GIVEN TEXT:
>>>
Agrawal Shraddha
Agrawal Shraddha

Reputation: 764

What is difference between WebUtility.HtmlEncode and AntiXssEncoder.HtmlEncode?

AntiXssEncoder.HtmlEncode have support only for .Net framework. Can I use WebUtility.HtmlEncode for Antixss as we have our application in .net core 2.1?

Upvotes: 4

Views: 4558

Answers (1)

Dai
Dai

Reputation: 155085

TL;DR:

AntiXssEncoder.HtmlEncode have support only for .Net framework. Can I use WebUtility.HtmlEncode for Antixss as we have our application in .net core 2.1?

Correct.

But I want to stress that there is no-such thing as an "anti-XSS HTML-encoder" because all correctly-implemented HTML-encoders will protect your website from XSS attacks when used correctly.

  • (I don't know why Microsoft named it AntiXssEncoder, but given that at-the-time the main HtmlEncode implentation was actually buggy and insecure probably might have something to do with it, but that's ancient-history now.)

In .NET Core 2.1, you only need to use System.Net.WebUtility.HtmlEncode.

In other .NET releases (especially historical versions), things are complicated, read on if you dare...
<<<
ENTRIES:
>>>
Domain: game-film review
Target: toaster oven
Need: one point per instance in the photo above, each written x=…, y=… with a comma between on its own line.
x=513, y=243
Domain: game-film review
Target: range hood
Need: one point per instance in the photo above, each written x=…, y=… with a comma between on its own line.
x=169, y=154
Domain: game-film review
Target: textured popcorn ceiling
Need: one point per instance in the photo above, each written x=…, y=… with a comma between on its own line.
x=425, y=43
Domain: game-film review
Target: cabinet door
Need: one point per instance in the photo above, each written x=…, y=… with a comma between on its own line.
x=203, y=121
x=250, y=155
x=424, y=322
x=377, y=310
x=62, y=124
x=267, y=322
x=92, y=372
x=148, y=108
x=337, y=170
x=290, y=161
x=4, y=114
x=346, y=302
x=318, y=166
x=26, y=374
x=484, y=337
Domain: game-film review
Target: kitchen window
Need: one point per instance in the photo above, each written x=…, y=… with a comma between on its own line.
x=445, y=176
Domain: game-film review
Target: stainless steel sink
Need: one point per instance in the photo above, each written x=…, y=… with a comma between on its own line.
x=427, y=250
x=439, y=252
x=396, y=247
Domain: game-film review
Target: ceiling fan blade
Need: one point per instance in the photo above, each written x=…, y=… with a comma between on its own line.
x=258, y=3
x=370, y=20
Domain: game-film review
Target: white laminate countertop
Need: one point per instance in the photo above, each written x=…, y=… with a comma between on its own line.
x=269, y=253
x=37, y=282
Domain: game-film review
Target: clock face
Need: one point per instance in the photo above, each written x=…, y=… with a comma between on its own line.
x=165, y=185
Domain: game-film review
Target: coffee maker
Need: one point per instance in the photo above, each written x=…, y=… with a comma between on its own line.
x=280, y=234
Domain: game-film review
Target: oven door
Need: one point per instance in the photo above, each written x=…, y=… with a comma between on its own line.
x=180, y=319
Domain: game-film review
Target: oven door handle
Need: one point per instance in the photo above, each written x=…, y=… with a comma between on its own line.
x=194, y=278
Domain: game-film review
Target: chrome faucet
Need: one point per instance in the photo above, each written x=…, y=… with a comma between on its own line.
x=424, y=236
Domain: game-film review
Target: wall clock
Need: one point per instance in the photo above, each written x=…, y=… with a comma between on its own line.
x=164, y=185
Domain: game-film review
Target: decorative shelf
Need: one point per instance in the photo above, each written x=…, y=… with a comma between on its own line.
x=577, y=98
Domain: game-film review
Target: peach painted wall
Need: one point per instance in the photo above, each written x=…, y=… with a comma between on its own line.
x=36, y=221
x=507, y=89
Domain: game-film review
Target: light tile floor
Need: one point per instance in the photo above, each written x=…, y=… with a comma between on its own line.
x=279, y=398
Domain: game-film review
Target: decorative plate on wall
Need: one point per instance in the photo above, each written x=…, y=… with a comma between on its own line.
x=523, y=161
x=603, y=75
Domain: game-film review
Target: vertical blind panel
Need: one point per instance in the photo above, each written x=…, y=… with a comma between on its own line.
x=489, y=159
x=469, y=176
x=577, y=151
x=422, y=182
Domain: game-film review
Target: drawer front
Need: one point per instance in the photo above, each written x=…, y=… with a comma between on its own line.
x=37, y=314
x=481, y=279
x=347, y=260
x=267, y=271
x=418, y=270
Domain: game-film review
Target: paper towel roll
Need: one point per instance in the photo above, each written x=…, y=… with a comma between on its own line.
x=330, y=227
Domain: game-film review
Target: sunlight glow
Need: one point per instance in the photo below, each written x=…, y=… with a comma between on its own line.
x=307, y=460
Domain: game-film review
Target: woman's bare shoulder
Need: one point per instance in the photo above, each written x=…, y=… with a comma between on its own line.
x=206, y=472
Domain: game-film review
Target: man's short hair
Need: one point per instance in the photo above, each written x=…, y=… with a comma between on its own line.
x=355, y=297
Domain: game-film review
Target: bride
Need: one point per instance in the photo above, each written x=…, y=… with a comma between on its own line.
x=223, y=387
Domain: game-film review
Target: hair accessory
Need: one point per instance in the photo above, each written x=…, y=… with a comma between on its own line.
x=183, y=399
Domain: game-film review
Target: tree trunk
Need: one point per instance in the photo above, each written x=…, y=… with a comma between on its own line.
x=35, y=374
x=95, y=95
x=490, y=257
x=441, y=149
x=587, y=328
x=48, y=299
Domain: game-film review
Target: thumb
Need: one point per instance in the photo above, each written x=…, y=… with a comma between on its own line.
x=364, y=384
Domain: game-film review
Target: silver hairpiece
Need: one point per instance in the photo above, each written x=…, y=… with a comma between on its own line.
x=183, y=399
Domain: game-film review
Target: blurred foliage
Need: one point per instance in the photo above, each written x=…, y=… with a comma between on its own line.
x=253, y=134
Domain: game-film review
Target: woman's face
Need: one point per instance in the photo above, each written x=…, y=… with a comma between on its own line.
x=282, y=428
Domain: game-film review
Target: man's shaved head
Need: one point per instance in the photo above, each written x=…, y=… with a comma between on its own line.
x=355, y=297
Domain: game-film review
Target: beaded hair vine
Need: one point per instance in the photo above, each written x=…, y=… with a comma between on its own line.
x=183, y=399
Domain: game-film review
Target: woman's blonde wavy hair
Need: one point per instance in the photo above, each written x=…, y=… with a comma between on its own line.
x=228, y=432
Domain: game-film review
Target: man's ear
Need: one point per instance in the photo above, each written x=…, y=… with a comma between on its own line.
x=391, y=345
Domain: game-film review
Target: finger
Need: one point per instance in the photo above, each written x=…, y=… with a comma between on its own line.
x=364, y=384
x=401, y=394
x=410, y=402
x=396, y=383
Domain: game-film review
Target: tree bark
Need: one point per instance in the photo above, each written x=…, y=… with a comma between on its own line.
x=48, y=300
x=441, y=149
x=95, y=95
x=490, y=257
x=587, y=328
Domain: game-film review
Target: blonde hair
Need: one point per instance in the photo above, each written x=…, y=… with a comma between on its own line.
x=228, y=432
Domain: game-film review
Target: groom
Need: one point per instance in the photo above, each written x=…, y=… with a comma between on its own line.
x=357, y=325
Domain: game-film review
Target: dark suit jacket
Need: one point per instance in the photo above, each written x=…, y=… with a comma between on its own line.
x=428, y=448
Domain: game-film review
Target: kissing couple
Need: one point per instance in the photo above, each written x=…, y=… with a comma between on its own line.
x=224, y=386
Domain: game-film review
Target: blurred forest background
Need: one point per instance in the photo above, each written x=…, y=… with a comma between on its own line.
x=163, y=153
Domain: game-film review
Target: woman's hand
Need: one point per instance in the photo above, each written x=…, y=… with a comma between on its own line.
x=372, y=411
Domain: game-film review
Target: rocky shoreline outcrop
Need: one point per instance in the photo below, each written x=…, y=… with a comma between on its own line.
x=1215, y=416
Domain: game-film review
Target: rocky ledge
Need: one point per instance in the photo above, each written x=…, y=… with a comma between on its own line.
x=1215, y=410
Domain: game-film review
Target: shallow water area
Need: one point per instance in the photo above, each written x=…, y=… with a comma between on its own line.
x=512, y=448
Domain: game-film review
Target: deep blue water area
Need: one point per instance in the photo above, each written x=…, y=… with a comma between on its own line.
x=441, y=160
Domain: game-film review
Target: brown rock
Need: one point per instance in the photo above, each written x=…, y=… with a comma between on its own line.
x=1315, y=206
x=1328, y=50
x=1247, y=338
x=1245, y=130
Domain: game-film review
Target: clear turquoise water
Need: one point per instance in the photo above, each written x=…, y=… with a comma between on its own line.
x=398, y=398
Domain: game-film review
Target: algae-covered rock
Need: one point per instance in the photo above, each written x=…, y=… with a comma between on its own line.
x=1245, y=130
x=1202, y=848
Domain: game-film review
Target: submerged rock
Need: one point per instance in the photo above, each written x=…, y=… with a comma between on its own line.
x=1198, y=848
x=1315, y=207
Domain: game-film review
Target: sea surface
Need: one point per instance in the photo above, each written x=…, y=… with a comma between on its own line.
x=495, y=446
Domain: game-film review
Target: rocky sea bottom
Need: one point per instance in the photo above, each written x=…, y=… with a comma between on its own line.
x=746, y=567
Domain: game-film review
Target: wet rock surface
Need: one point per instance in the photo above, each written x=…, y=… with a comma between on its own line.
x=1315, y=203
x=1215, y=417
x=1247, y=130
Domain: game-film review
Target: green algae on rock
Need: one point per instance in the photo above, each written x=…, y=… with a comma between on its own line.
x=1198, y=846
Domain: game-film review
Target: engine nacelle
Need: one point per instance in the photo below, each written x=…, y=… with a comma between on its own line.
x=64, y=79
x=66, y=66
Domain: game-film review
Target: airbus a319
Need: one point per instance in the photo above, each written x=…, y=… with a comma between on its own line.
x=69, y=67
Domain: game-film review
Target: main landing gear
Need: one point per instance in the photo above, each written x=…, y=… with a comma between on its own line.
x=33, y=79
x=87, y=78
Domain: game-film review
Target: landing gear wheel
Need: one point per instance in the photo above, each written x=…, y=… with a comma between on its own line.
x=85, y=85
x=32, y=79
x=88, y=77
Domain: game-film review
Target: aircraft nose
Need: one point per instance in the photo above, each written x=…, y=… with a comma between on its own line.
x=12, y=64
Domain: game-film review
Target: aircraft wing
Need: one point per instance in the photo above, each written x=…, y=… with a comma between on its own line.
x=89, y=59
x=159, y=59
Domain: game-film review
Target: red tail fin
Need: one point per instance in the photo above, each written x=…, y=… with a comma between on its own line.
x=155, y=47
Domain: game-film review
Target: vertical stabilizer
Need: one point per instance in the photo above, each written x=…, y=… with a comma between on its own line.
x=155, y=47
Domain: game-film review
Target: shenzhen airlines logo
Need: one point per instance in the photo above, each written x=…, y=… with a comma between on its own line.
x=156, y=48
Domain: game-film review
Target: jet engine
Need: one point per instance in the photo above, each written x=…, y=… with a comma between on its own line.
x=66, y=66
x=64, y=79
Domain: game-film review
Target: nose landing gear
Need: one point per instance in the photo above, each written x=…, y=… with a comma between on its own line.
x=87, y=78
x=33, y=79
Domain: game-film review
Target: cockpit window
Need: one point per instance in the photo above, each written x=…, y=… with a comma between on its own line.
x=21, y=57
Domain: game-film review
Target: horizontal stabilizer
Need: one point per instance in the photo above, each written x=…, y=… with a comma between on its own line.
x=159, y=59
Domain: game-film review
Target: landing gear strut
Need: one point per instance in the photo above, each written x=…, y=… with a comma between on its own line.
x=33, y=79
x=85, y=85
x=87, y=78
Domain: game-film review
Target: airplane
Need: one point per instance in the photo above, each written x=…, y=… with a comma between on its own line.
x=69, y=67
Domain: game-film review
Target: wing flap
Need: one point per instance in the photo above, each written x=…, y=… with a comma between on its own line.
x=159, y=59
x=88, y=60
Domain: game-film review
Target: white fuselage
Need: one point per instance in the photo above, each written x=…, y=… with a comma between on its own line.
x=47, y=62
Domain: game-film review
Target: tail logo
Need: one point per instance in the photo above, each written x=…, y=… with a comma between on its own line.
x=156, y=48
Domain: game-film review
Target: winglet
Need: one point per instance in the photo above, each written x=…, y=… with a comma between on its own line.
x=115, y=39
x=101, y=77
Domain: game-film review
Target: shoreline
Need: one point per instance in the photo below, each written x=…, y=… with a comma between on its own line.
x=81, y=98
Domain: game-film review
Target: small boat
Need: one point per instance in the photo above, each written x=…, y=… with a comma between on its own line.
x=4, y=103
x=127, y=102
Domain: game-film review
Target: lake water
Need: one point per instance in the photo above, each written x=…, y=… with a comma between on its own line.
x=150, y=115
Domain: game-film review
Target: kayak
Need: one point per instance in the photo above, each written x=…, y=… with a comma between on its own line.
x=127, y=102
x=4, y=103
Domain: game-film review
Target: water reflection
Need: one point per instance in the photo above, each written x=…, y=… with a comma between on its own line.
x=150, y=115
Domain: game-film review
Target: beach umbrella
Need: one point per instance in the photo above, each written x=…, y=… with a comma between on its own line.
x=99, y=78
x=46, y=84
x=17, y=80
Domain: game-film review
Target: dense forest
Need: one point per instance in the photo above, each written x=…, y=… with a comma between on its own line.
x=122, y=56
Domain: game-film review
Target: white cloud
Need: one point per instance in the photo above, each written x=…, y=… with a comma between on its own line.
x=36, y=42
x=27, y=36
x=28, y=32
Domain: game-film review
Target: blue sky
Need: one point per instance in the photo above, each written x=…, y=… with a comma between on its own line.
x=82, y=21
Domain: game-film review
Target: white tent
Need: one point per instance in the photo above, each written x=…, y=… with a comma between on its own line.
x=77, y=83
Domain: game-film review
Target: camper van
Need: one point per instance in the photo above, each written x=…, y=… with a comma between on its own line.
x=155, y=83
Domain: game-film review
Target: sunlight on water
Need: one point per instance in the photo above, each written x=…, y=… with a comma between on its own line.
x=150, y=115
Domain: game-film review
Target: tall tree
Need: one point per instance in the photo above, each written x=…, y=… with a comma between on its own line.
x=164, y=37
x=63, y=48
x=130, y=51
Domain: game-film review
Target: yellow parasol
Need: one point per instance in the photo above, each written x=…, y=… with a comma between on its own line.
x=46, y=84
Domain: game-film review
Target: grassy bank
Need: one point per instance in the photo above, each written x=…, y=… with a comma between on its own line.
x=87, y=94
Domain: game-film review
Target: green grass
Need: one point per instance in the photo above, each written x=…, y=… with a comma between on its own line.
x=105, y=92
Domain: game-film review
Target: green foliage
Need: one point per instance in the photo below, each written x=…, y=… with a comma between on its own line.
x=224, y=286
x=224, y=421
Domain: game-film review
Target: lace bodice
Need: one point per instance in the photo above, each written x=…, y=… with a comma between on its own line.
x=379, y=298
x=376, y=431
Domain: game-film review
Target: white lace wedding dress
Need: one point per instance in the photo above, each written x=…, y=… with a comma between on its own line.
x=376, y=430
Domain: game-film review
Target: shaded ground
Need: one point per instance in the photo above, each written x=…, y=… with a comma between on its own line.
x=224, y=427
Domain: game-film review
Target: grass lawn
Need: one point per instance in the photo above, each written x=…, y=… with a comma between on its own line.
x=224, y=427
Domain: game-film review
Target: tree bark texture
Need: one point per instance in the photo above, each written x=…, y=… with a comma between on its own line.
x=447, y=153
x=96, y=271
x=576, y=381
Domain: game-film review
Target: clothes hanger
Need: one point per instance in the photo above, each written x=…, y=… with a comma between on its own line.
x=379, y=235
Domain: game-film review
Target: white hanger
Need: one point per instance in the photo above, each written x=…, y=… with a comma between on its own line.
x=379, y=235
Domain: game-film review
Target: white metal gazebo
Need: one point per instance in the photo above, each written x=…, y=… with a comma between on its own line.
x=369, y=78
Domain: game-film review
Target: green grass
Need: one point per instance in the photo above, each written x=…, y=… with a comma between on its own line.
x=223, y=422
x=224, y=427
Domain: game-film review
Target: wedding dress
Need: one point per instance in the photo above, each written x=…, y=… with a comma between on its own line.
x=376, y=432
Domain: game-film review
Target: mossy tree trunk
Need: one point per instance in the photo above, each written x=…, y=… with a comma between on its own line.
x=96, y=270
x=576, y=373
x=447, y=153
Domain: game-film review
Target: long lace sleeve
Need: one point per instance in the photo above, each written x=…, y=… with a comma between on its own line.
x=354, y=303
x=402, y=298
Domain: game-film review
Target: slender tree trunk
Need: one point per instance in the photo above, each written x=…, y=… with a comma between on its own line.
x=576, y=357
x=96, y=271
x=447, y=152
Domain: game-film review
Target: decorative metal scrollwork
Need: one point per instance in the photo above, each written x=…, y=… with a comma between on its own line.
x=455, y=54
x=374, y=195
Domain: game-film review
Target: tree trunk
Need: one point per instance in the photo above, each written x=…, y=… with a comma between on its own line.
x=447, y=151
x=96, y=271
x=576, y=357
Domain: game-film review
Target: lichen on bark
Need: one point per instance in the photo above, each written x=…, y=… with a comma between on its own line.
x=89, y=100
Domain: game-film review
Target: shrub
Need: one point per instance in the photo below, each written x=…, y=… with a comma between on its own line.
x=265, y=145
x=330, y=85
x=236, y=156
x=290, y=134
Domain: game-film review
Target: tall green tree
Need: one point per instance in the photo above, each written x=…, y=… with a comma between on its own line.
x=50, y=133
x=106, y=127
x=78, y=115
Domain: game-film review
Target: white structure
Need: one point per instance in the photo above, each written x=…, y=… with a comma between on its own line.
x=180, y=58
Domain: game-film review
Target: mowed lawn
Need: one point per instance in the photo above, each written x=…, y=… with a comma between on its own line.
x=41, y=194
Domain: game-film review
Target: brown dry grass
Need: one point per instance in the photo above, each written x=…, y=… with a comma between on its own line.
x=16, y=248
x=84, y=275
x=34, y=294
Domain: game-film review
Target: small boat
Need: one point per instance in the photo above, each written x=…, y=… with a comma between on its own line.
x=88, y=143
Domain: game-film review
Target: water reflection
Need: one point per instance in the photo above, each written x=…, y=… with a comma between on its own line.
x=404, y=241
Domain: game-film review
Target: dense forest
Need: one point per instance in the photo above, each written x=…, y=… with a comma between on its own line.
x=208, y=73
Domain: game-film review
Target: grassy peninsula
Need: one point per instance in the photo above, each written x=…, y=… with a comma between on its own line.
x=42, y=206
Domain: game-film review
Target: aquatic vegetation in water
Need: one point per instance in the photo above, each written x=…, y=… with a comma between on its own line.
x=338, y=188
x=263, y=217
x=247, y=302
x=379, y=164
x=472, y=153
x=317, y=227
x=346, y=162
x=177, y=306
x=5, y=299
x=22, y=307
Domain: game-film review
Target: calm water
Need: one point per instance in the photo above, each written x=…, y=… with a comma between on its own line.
<<<
YOUR TASKS:
**a.** In the forum thread on HTML encoding, which method does the reply say is the only one needed in .NET Core 2.1?
**b.** How many lines of the listing contain the string "bark"? Case counts, and the reply should be the number alone.

EXPECTED RESPONSES:
**a.** System.Net.WebUtility.HtmlEncode

**b.** 3